- _Work instructions_
Reproduce the records below word for word, leaving out the pictures.

- _Information shown_
+ + +

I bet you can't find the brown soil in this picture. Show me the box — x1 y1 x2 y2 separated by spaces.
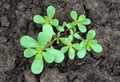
0 0 120 82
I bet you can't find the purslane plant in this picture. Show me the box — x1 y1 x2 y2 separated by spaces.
20 6 103 74
20 32 64 74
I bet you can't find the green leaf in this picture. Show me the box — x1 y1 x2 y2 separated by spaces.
70 29 74 35
89 39 98 44
46 48 64 63
81 18 91 25
20 36 38 48
78 23 87 33
77 48 86 58
42 24 55 35
68 35 74 41
24 49 38 58
66 23 73 29
91 44 103 53
31 59 44 74
42 52 55 63
47 6 55 19
38 32 52 48
33 15 45 24
78 15 86 22
70 11 77 20
61 46 68 53
51 19 59 26
68 48 75 59
80 41 87 48
87 30 96 40
56 26 64 32
72 43 81 50
74 33 81 39
87 45 91 52
60 38 69 45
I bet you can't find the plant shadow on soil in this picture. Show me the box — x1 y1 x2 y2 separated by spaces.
0 0 120 82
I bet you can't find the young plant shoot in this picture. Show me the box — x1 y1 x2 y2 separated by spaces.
77 30 103 58
20 32 64 74
20 6 103 74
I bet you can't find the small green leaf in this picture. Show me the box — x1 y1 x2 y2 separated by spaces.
91 44 103 53
20 36 38 48
78 15 86 22
77 48 86 58
70 11 77 20
87 45 91 52
78 23 87 33
66 23 73 29
24 49 38 58
43 24 55 35
80 41 87 48
60 38 69 45
38 32 52 48
51 19 59 26
68 35 74 41
33 15 45 24
61 46 68 53
31 59 44 74
89 39 98 44
42 52 55 63
56 26 64 32
47 6 55 19
87 30 96 40
74 33 81 39
46 48 64 63
72 43 81 50
81 18 91 25
68 48 75 59
70 29 74 35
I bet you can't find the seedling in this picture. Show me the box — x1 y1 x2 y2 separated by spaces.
67 11 91 33
20 6 103 74
20 32 64 74
77 30 103 58
33 6 64 35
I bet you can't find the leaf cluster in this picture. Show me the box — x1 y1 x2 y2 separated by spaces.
20 6 102 74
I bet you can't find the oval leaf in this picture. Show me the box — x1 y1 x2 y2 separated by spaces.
51 19 59 26
42 24 55 35
91 44 103 53
38 32 52 48
42 52 55 63
77 48 86 58
20 36 38 48
72 43 81 50
78 23 87 33
56 26 64 32
81 18 91 25
31 59 44 74
60 38 69 45
70 11 77 20
78 15 86 22
47 6 55 19
33 15 45 24
46 48 64 63
74 33 81 39
87 30 96 40
24 49 38 58
61 46 68 53
68 48 75 59
68 35 74 41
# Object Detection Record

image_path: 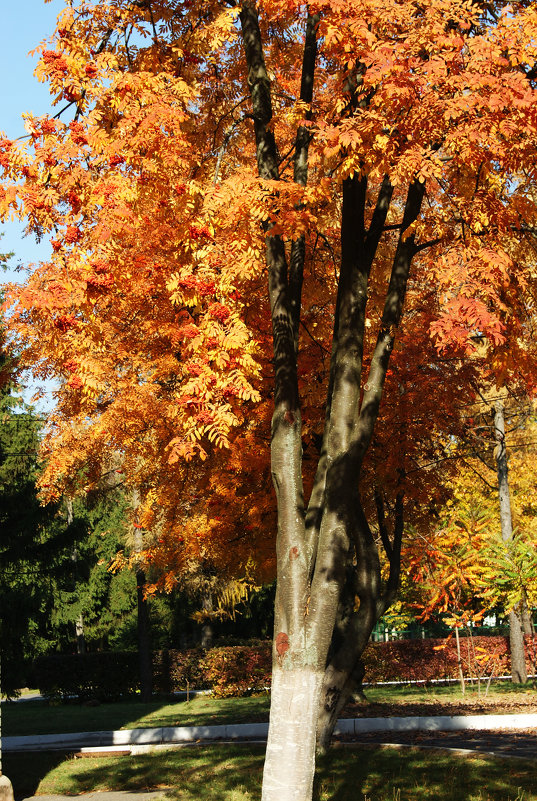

+ + +

- _Response to this exercise_
I bet you can't find the brown soil in this picture. Show me the box — x1 y1 x2 y2 separated by spaces.
0 0 120 82
I bet you can't find the purslane plant in this picture. Show me the box — x1 y1 x2 y2 separated by spaces.
20 6 103 74
20 32 64 74
I bet you can't find the green leaf in this picture. Show me the box — x1 y1 x2 y2 separated by spaces.
70 29 74 35
89 39 98 44
46 48 64 63
81 18 91 25
20 36 38 48
78 23 87 33
77 48 86 58
42 24 55 35
68 35 74 41
24 49 38 58
66 23 73 29
91 44 103 53
31 59 44 74
42 52 55 63
47 6 55 19
38 32 52 48
33 15 45 24
78 15 86 22
70 11 77 20
61 46 68 53
51 19 59 26
68 48 75 59
80 41 87 48
87 30 96 40
56 26 64 32
72 43 81 50
74 33 81 39
87 45 91 52
60 38 69 45
I bet you can't find the plant shadow on soil in this picture. Show me the box — x1 y1 x2 y2 separated by spaces.
0 0 120 82
I bet you can't find the young plant shoot in this picture. Show me the box — x1 y1 x2 y2 separated by spaces.
77 30 103 58
20 32 64 74
20 6 103 74
I bet you can't find the small green leaf in this picture. Show me the box — x1 y1 x2 y2 separated by spaces.
91 44 103 53
20 36 38 48
78 15 86 22
77 48 86 58
70 11 77 20
87 45 91 52
78 23 87 33
66 23 73 29
24 49 38 58
43 24 55 35
80 41 87 48
60 38 69 45
38 32 52 48
51 19 59 26
68 35 74 41
33 15 45 24
61 46 68 53
31 59 44 74
89 39 98 44
42 52 55 63
56 26 64 32
47 6 55 19
87 30 96 40
74 33 81 39
46 48 64 63
72 43 81 50
81 18 91 25
68 48 75 59
70 29 74 35
I bet you can't find the seedling in this picture. Show me the box — x1 y1 x2 y2 separated by spaces.
67 11 91 33
20 6 103 74
20 32 64 74
77 30 103 58
33 6 64 35
I bet you can't find the leaf cluster in this picture. Show me the box — x1 y1 x2 y2 separated by spaces.
20 6 102 74
I bet you can't find the oval leaf in this picture. Show me the box — x1 y1 x2 y2 separated by spaces.
51 19 59 26
42 24 55 35
91 44 103 53
38 32 52 48
42 52 55 63
77 48 86 58
20 36 38 48
72 43 81 50
78 23 87 33
56 26 64 32
81 18 91 25
31 59 44 74
60 38 69 45
70 11 77 20
78 15 86 22
47 6 55 19
33 15 45 24
46 48 64 63
74 33 81 39
87 30 96 40
24 49 38 58
61 46 68 53
68 48 75 59
68 35 74 41
# Object Detection Record

image_path: 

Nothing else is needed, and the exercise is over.